- [Directions] These entries are to be set down again exactly.

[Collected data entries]
────────────────────────────────────────
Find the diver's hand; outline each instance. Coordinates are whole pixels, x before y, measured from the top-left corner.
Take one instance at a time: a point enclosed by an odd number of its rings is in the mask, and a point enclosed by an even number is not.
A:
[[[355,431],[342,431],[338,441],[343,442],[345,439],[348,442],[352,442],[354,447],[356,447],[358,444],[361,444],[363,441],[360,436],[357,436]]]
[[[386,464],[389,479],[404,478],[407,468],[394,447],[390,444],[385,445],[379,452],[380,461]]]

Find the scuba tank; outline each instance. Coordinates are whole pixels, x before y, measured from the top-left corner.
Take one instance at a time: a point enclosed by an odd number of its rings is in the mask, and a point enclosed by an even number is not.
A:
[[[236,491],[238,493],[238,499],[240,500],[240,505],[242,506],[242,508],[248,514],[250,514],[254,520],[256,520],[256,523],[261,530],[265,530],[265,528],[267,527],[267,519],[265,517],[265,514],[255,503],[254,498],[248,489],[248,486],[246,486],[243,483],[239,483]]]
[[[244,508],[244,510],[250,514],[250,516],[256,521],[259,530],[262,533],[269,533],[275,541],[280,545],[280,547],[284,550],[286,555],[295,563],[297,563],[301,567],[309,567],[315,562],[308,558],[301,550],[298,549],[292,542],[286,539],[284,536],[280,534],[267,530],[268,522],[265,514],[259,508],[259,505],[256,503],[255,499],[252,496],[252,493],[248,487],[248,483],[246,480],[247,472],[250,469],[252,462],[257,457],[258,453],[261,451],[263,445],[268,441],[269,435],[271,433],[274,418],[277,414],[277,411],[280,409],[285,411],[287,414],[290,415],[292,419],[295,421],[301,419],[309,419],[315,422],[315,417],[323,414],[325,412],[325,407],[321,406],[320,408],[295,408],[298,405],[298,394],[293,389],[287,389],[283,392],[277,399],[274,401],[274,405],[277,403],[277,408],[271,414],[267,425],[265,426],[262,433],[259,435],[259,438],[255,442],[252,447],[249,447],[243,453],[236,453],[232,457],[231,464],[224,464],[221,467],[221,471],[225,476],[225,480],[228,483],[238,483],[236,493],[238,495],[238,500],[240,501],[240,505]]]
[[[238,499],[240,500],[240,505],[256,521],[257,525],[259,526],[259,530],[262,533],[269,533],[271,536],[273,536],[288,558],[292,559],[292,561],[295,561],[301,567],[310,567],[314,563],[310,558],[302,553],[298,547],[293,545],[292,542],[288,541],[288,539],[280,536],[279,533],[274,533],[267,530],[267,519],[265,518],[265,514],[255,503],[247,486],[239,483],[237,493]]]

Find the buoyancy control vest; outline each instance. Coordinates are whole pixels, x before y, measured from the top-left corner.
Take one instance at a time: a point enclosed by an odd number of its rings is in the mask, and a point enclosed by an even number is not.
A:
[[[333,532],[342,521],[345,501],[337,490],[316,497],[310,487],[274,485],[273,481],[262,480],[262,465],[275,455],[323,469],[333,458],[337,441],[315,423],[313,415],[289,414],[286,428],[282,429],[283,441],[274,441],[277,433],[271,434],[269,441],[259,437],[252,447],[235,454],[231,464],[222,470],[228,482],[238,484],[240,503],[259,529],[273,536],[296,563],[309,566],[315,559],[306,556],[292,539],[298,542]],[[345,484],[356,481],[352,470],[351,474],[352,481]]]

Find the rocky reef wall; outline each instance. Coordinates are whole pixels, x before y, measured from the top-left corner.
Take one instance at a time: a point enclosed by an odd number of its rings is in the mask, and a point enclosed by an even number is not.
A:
────────────────────────────────────────
- [Written response]
Find the diver's hand; outline each instance. Coordinates are whole pixels, x before y, measured from the top-left corner.
Take one instance at a time: a point enclosed by an odd number of its rings is in the mask, and a point enclosed by an even number is not.
A:
[[[355,431],[342,431],[338,441],[343,442],[345,439],[348,442],[352,442],[354,447],[356,447],[358,444],[361,444],[363,441],[360,436],[357,436]]]
[[[386,464],[389,479],[404,478],[407,468],[394,447],[390,444],[385,445],[379,452],[380,461]]]

Find the scuba tank; outline each instance. Coordinates are whole pixels, x before y, measured from the top-left corner.
Take one instance at a time: a point enclosed by an odd number of its rings is in the mask, and a point enclosed by an even number is not.
A:
[[[236,491],[238,493],[238,499],[240,500],[240,505],[242,506],[242,508],[248,514],[250,514],[254,520],[256,520],[256,523],[261,530],[265,530],[265,528],[267,527],[267,519],[265,517],[265,514],[255,503],[254,498],[248,489],[248,486],[246,486],[243,483],[239,483]]]
[[[244,508],[244,510],[250,514],[250,516],[256,521],[259,530],[262,533],[269,533],[275,541],[280,545],[280,547],[284,550],[286,555],[295,563],[297,563],[301,567],[309,567],[315,562],[308,558],[301,550],[298,549],[292,542],[286,539],[284,536],[280,534],[267,530],[268,522],[265,514],[259,508],[259,505],[256,503],[255,499],[252,496],[252,493],[248,487],[248,483],[246,480],[247,472],[250,469],[252,462],[257,457],[258,453],[261,451],[263,445],[268,441],[269,435],[271,433],[274,418],[277,414],[277,411],[280,409],[285,411],[287,414],[290,415],[292,419],[295,421],[301,419],[309,419],[315,422],[315,417],[323,414],[325,412],[325,407],[321,406],[320,408],[295,408],[298,405],[298,394],[293,389],[287,389],[283,392],[277,399],[274,401],[274,405],[277,403],[277,408],[271,414],[267,425],[265,426],[262,433],[259,435],[259,438],[255,442],[252,447],[249,447],[243,453],[236,453],[232,457],[231,464],[224,464],[221,467],[221,471],[225,476],[225,480],[228,483],[238,483],[236,493],[238,495],[238,500],[240,501],[240,505]]]
[[[238,499],[240,500],[240,505],[256,521],[257,525],[259,526],[259,530],[262,533],[269,533],[271,536],[273,536],[288,558],[292,559],[292,561],[295,561],[301,567],[310,567],[314,563],[310,558],[302,553],[298,547],[293,545],[292,542],[288,541],[288,539],[280,536],[279,533],[274,533],[267,530],[267,519],[265,518],[265,514],[255,503],[247,486],[239,483],[237,493]]]

Find the buoyancy control vest; outline each instance. Coordinates are whole pixels, x before y, measured from the top-left corner.
Take one instance at a time: a point enclosed by an odd number of its rings is in the mask, and a point enclosed by an even number is not.
A:
[[[333,532],[342,521],[345,501],[337,490],[316,497],[310,487],[274,485],[273,481],[262,480],[262,465],[275,455],[323,469],[333,458],[337,441],[315,423],[313,415],[289,414],[286,428],[282,429],[283,441],[274,441],[277,433],[271,434],[269,441],[259,437],[252,447],[235,454],[231,464],[222,470],[228,482],[238,484],[240,503],[259,529],[273,536],[296,563],[309,566],[315,559],[306,556],[292,539],[298,542]],[[345,484],[356,481],[352,470],[351,474],[352,481]]]

Find the rocky reef wall; outline each instance. Coordinates are whole pixels, x before y, measured from the top-left corner.
Take one instance at a time: a point enclosed by an odd number of its rings is in the mask, and a point enclosed by an even number is not.
A:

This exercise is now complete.